*** Opening of RECORDS FOR PROCESSING ***
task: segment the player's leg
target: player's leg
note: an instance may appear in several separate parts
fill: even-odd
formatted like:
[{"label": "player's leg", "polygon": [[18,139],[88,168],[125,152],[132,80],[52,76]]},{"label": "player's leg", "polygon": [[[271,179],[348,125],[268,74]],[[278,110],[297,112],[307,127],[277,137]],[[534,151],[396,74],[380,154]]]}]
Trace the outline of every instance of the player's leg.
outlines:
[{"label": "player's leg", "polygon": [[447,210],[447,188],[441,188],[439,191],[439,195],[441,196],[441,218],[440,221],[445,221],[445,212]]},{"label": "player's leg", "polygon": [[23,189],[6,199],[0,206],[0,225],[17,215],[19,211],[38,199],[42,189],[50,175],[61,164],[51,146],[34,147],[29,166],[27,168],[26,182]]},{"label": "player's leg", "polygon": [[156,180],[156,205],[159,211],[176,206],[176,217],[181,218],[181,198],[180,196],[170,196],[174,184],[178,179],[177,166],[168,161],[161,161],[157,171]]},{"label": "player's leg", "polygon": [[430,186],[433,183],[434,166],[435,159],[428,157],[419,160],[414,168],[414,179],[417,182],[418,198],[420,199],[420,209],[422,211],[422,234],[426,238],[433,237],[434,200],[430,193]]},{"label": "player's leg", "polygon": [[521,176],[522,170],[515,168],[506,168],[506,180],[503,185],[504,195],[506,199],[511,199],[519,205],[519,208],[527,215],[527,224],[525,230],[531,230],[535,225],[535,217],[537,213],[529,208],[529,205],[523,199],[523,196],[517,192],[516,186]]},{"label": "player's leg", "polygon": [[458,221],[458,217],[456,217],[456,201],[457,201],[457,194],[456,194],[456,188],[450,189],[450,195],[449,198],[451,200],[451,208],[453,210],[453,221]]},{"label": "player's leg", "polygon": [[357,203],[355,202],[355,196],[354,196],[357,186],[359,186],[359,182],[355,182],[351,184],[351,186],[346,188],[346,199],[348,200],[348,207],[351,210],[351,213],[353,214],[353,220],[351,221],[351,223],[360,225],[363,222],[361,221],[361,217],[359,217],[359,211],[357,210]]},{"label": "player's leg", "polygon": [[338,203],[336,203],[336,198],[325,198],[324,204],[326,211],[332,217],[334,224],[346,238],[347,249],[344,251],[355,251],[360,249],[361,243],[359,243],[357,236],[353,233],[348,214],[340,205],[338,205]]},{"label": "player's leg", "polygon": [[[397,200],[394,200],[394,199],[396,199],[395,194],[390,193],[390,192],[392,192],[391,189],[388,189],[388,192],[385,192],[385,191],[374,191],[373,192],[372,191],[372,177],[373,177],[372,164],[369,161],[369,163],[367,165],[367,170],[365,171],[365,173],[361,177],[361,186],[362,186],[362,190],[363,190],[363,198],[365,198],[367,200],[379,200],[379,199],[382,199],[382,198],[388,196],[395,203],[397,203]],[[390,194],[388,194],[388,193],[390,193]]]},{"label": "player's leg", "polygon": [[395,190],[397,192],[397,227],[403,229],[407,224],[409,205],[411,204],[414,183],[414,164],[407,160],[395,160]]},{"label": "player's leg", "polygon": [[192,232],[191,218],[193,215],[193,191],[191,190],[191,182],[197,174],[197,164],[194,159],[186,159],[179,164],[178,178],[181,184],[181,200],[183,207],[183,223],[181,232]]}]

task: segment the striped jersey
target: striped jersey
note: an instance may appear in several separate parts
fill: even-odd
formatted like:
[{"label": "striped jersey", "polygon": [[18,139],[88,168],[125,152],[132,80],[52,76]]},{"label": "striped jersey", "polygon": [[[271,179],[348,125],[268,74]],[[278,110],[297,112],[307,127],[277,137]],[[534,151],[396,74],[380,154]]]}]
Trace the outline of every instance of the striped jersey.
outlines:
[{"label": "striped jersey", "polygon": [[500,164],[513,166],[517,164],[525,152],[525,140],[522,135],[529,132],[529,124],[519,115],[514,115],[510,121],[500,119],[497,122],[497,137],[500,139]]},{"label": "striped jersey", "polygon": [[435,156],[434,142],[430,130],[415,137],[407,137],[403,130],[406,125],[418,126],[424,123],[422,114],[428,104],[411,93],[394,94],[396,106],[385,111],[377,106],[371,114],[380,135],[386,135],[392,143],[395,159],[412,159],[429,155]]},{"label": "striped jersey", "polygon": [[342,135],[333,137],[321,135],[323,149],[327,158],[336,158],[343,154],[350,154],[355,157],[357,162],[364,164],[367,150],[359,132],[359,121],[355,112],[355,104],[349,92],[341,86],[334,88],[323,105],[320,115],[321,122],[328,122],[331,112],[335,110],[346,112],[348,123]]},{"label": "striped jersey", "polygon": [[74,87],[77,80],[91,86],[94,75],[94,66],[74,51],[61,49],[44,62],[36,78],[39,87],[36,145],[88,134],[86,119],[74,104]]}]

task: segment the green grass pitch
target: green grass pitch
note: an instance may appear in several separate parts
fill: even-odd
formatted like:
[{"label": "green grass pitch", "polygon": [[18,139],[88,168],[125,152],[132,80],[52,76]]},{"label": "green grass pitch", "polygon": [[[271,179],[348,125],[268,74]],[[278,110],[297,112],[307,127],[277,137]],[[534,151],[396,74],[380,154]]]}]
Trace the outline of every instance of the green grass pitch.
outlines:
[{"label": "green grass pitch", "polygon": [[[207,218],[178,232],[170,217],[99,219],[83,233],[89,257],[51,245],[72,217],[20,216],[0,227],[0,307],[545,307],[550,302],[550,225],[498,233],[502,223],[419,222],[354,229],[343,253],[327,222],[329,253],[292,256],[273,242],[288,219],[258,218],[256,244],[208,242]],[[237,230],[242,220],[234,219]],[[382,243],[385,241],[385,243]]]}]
*** Close of RECORDS FOR PROCESSING ***
*** Opening of RECORDS FOR PROCESSING ***
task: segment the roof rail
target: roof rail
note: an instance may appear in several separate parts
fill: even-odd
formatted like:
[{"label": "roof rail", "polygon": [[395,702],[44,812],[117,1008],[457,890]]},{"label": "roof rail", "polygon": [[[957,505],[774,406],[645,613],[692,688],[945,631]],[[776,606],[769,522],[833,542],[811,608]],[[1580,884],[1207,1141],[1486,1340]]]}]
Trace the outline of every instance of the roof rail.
*** Close of RECORDS FOR PROCESSING ***
PROBLEM REQUIREMENTS:
Whenever a line in the entries above includes the word "segment", pull that line out.

ANSWER AREA:
task: segment the player's leg
task: segment the striped jersey
task: segment the green grass pitch
task: segment the roof rail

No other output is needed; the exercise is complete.